Dataset records:
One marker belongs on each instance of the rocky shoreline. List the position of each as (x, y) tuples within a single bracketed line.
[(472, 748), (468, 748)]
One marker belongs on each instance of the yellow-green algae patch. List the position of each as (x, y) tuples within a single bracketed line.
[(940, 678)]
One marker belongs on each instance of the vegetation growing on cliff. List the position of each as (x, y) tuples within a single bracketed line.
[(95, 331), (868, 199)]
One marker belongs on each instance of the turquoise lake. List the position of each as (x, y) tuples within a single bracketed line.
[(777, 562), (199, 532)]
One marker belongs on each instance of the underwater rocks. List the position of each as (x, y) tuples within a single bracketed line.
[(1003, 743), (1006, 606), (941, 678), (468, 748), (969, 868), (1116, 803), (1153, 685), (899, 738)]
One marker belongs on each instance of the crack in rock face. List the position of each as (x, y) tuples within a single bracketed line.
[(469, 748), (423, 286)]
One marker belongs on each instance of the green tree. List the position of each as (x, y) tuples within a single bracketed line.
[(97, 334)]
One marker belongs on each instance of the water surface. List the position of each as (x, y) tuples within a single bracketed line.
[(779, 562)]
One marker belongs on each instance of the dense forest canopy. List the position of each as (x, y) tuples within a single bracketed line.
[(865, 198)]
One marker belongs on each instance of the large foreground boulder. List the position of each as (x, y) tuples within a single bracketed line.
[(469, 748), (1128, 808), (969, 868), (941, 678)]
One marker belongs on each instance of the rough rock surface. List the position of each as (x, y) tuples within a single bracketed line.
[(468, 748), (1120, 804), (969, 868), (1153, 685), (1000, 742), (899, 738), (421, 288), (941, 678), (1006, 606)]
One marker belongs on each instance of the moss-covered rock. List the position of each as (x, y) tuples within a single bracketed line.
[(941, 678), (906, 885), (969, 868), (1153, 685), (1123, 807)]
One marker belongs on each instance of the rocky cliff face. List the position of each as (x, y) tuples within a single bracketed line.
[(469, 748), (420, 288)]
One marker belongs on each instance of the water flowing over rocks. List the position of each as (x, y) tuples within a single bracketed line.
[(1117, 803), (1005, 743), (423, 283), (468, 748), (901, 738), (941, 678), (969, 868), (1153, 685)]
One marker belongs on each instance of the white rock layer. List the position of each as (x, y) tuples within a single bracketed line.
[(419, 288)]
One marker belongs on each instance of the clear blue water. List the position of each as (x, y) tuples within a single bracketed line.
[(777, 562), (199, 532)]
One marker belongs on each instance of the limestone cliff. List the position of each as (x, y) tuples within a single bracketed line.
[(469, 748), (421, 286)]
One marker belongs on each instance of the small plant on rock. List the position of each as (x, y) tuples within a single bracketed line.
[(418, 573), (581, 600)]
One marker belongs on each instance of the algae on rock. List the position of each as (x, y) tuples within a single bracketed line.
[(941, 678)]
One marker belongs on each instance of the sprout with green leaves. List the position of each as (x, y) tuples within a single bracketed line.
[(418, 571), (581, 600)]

---

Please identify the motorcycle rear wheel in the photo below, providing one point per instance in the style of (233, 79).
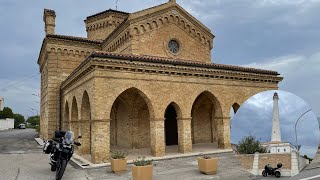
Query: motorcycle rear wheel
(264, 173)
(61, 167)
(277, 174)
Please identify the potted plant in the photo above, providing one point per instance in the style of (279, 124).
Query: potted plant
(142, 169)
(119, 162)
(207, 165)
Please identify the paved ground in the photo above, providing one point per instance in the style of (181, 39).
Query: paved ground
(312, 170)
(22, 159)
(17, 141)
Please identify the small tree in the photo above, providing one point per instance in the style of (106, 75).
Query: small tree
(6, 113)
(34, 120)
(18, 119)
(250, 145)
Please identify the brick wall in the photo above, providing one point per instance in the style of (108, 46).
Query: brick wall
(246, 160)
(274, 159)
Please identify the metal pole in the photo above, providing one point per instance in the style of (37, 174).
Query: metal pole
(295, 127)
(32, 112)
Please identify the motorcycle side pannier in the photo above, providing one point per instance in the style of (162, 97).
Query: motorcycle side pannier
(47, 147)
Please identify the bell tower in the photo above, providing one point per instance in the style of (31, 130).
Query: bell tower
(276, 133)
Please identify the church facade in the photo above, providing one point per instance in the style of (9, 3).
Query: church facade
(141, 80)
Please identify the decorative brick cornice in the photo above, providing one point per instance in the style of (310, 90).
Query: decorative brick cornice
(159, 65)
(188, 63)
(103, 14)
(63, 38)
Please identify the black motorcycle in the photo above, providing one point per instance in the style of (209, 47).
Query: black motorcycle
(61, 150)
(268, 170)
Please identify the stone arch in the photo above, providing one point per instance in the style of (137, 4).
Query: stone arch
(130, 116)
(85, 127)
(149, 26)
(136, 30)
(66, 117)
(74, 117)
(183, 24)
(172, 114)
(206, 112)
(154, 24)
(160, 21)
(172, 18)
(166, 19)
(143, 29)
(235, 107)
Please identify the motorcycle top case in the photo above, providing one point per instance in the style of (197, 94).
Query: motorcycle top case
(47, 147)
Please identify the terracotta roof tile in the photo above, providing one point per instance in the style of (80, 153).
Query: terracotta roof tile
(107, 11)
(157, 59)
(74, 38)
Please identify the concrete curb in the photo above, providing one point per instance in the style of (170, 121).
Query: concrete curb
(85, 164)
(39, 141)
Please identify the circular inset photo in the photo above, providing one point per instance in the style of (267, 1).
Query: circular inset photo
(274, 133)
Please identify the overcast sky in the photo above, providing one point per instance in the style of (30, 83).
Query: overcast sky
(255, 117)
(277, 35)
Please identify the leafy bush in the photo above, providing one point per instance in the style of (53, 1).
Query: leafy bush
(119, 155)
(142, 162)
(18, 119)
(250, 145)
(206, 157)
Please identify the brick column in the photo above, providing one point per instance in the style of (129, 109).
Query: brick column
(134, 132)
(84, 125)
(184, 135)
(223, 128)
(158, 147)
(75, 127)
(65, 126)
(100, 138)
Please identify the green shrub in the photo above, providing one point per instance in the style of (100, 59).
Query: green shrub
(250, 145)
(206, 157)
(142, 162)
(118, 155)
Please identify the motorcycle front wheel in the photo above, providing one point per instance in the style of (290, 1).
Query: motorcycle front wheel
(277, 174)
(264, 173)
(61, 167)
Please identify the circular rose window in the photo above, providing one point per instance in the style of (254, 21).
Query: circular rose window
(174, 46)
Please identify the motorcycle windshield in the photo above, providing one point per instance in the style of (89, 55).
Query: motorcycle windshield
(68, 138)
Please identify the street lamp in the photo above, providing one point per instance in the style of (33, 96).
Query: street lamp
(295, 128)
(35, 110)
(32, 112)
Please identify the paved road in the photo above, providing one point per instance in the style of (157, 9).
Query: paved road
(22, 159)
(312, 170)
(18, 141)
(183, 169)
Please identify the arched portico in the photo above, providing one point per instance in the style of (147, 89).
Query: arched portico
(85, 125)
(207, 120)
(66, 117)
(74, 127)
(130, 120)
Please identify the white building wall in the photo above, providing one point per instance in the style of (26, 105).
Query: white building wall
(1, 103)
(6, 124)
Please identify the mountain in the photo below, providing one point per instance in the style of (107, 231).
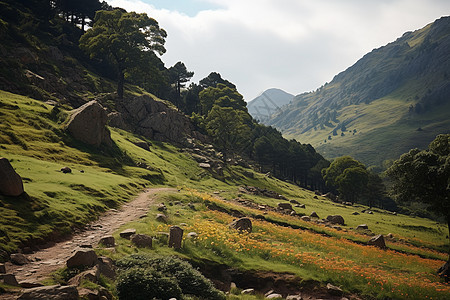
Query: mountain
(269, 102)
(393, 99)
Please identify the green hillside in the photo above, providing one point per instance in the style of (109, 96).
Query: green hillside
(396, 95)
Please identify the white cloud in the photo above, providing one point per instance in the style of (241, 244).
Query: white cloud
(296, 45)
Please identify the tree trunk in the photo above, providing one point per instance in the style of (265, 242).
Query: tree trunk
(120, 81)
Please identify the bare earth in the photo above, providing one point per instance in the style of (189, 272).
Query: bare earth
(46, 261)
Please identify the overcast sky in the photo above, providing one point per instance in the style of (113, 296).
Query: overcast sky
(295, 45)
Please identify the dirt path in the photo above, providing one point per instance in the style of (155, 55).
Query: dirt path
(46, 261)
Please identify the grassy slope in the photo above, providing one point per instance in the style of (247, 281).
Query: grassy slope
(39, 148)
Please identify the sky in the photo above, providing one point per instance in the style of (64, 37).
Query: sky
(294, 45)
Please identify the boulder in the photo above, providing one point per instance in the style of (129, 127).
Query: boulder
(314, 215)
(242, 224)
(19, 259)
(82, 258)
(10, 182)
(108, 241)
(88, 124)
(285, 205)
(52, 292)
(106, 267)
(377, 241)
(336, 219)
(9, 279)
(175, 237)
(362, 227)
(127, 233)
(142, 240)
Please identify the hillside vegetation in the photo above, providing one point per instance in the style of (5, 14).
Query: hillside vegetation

---

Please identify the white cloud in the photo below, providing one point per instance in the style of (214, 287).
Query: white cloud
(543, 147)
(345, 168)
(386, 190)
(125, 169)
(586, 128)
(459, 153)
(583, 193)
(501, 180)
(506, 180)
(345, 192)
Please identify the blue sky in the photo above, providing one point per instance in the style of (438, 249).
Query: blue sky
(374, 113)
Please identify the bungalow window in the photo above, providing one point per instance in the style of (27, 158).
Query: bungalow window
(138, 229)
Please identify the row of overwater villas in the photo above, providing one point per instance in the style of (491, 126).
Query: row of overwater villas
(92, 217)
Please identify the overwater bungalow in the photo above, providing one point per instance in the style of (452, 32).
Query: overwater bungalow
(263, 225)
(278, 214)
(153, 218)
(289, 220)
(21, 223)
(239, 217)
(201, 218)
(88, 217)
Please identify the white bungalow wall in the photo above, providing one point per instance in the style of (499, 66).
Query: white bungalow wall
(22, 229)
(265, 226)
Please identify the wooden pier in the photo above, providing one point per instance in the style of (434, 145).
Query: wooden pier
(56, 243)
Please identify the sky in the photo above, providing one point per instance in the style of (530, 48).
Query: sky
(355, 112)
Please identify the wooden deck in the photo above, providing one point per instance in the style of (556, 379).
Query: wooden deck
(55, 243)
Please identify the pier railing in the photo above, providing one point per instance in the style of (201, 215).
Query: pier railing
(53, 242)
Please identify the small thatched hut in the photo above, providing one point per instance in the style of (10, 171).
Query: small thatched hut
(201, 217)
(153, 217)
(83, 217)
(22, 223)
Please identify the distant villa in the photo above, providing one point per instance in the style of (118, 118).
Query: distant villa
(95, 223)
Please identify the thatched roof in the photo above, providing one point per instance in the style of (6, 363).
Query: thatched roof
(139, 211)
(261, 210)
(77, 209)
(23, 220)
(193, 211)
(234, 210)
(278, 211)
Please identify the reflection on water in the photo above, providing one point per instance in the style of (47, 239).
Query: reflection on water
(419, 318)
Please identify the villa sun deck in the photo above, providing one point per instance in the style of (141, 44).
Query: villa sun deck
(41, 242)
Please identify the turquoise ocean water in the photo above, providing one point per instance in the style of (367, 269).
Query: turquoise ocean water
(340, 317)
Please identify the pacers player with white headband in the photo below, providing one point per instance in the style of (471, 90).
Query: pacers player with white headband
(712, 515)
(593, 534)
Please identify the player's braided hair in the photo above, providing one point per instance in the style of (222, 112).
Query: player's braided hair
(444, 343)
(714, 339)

What you will do: Your answer should be the lines above from the one containing "Please identify the white bungalow" through the one containing "of (530, 48).", copied exactly and with both ends kept.

Answer to this exercise:
Please identify the white bungalow wall in the photo above, providing one point per instance in the style of (499, 66).
Query: white bungalow wall
(22, 229)
(265, 226)
Please identify the wooden pier in the photo above, providing one point per instance in the style of (434, 145).
Query: wooden pier
(56, 243)
Please identify the sky in the photo above, providing one point per instance in the style of (530, 48).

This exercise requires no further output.